* Exercise tasks
1. Please copy the part of the molarity worked solution between "The total molarity of ions of solutions" and "of solution A.", inclusive.
2. In the molarity worked solution, what total molarity of ions is given for each solution? List every solution with its value.

Chapter 13, Problem 13.119P

(a)

Interpretation Introduction

Interpretation:

The total molarity of ions for each solution is to be calculated.

Concept introduction:

Molarity is defined as the number of moles of solute that are dissolved in one litre of solution. It is represented by $M$ and its unit is $\text{mol/L}$.

The formula to calculate the molarity of the solution is as follows:

$\text{Molarity}\left(M\right)=\frac{\text{amount}\left(\text{mol}\right)\text{of}\text{solute}}{\text{volume }\left(\text{L}\right)\text{of}\text{}\text{solution}}$        (1)

Answer to Problem 13.119P

The total molarity of ions of solutions A, B and C are $3.2M$, $2.0M$ and $1.2M$.

Explanation of Solution

The formula to calculate the total molarity of ions of the solution is as follows:

$\text{Molarity of ions}=\frac{\left(\text{Number of spheres}\right)\left(\frac{0.010\text{mol}\text{ions}}{1\text{sphere}}\right)}{\text{Volume of solution}}$        (2)

Solution A has a total of 8 spheres.

Substitute 8 spheres for the number of spheres and $\text{25 mL}$ for the volume of solution in equation (2) to calculate the molarity of ions of solution A.

$\begin{array}{c}\text{Molarity of ions of solution A}=\frac{\left(\text{8}\text{spheres}\right)\left(\frac{0.010\text{mol}\text{ions}}{1\text{sphere}}\right)}{\text{25 mL}}\left(\frac{\text{1 mL}}{{10}^{-3}\text{L}}\right)\\ =3.2M\end{array}$

Solution B has a total of 10 spheres.

[Excerpt from a dataset]

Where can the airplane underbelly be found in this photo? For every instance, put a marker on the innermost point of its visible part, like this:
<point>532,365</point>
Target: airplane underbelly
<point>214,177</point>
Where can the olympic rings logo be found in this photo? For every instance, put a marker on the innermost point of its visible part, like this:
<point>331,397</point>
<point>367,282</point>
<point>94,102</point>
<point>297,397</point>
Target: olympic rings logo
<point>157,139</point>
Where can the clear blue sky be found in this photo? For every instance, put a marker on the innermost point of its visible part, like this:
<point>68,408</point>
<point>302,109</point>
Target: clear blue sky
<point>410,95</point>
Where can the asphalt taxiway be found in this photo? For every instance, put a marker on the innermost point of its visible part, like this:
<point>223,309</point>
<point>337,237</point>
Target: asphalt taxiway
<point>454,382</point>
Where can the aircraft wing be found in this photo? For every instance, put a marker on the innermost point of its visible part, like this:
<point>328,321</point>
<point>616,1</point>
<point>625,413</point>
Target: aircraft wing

* Results
1.
The total molarity of ions of solutions A, B and C are $3.2M$, $2.0M$ and $1.2M$.

Explanation of Solution

The formula to calculate the total molarity of ions of the solution is as follows:

$\text{Molarity of ions}=\frac{\left(\text{Number of spheres}\right)\left(\frac{0.010\text{mol}\text{ions}}{1\text{sphere}}\right)}{\text{Volume of solution}}$        (2)

Solution A has a total of 8 spheres.

Substitute 8 spheres for the number of spheres and $\text{25 mL}$ for the volume of solution in equation (2) to calculate the molarity of ions of solution A.

2.
Solution A: 3.2 M
Solution B: 2.0 M
Solution C: 1.2 M